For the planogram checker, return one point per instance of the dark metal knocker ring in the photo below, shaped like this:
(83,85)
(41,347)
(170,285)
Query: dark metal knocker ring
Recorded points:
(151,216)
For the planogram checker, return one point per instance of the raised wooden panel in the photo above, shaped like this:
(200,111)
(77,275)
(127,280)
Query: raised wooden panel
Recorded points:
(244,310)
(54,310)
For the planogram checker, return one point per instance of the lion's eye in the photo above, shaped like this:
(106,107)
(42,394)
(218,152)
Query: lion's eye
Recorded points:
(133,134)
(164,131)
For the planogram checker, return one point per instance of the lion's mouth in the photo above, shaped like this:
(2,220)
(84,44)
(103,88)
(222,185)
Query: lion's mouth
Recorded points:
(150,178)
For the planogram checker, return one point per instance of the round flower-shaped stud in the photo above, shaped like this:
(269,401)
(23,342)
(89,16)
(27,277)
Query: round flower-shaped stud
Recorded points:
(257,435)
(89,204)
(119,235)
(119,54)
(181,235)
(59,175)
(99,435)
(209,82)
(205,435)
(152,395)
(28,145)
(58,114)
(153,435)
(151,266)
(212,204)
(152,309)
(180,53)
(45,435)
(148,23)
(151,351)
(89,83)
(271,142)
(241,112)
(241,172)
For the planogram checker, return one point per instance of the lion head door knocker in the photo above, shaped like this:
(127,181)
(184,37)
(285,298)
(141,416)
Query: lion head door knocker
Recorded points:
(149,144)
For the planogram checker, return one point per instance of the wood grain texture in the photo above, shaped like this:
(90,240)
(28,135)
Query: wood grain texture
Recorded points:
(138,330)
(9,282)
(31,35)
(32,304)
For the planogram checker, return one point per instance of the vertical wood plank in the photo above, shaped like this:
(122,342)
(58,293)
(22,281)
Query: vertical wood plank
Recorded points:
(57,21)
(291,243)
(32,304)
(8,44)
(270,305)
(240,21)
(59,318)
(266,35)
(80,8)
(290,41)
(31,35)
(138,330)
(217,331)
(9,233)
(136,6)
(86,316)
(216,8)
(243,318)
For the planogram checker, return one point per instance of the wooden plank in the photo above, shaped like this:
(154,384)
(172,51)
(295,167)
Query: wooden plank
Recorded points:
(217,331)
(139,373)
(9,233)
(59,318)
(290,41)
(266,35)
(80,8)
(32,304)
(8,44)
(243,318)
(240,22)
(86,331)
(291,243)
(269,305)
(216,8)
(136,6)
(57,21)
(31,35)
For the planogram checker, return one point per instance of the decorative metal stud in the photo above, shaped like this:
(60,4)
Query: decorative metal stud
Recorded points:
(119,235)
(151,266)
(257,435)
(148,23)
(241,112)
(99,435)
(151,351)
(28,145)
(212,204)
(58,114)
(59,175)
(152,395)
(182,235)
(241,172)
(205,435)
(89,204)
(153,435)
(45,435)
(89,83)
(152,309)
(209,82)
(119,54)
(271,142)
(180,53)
- - - -
Do this | Repeat every line of the material exactly as given.

Result for this task |
For the planogram checker, return one point per instance of the dark metal knocker ring in the photo below, shaped like this:
(83,85)
(41,347)
(170,285)
Query: dark metal knocker ring
Recorded points:
(151,216)
For the planogram checker, return one point per instance of the raised wooden panel in the photo above, shaped like this:
(200,111)
(77,275)
(127,280)
Query: raised wooden panel
Recorded points:
(244,310)
(54,310)
For the planogram checker, return one point per instance of the lion's eye in the photo above, shaped like this:
(106,107)
(42,394)
(218,152)
Query: lion's eye
Recorded points:
(133,134)
(164,131)
For the planogram checker, return one point per instance of the lion's mouth in the photo above, shaped like this:
(2,220)
(84,44)
(103,88)
(222,185)
Query: lion's mouth
Recorded points:
(150,178)
For the planogram checker, return one point per instance of the round flower-shaped stud in the photo above, shaped like this:
(269,401)
(23,342)
(89,16)
(27,277)
Query: round flower-shaped stud
Recorded points:
(257,435)
(89,204)
(119,235)
(119,54)
(181,235)
(59,175)
(99,435)
(209,82)
(205,435)
(152,395)
(28,145)
(58,114)
(153,435)
(151,266)
(212,204)
(152,309)
(180,53)
(45,435)
(148,23)
(151,351)
(89,83)
(271,142)
(241,112)
(241,172)
For the planogram checker, return one point per instance of the lion head door knocker in the photo above, shaped like this:
(127,181)
(184,37)
(285,298)
(141,416)
Query: lion head door knocker
Recorded points:
(149,144)
For the planogram checker, return one point per instance of the wood grain texture in the photo above, shaped like this:
(90,240)
(28,135)
Query: wood grain texture
Recorded points:
(138,330)
(9,282)
(31,35)
(32,304)
For the planogram checker, return one point per instance of the vertical wood plank in the photo above, shaped like this:
(122,342)
(58,293)
(22,281)
Query: vertical wood plank
Recorded points:
(57,21)
(291,243)
(32,304)
(8,44)
(270,305)
(240,21)
(59,318)
(266,35)
(80,8)
(290,41)
(31,35)
(138,330)
(217,331)
(9,233)
(136,6)
(86,316)
(216,8)
(243,318)
For the planogram checker, return one point per instance of the wooden plank in the photo above, shaped like this:
(154,384)
(172,51)
(295,167)
Query: wooden plank
Recorded points:
(217,331)
(139,373)
(9,233)
(59,318)
(290,41)
(266,35)
(80,8)
(32,304)
(8,44)
(243,318)
(240,22)
(86,331)
(291,243)
(269,305)
(216,8)
(136,6)
(57,21)
(31,35)
For the planogram checker, return one point per instance of the decorative metal stud in the photo above, shaped like this:
(60,4)
Query: decorative metal stud
Recorded points:
(119,235)
(151,266)
(257,435)
(148,23)
(241,112)
(99,435)
(151,351)
(28,145)
(212,204)
(58,114)
(59,175)
(152,395)
(182,235)
(241,172)
(205,435)
(89,204)
(153,435)
(45,435)
(89,83)
(152,309)
(209,82)
(119,54)
(271,142)
(180,53)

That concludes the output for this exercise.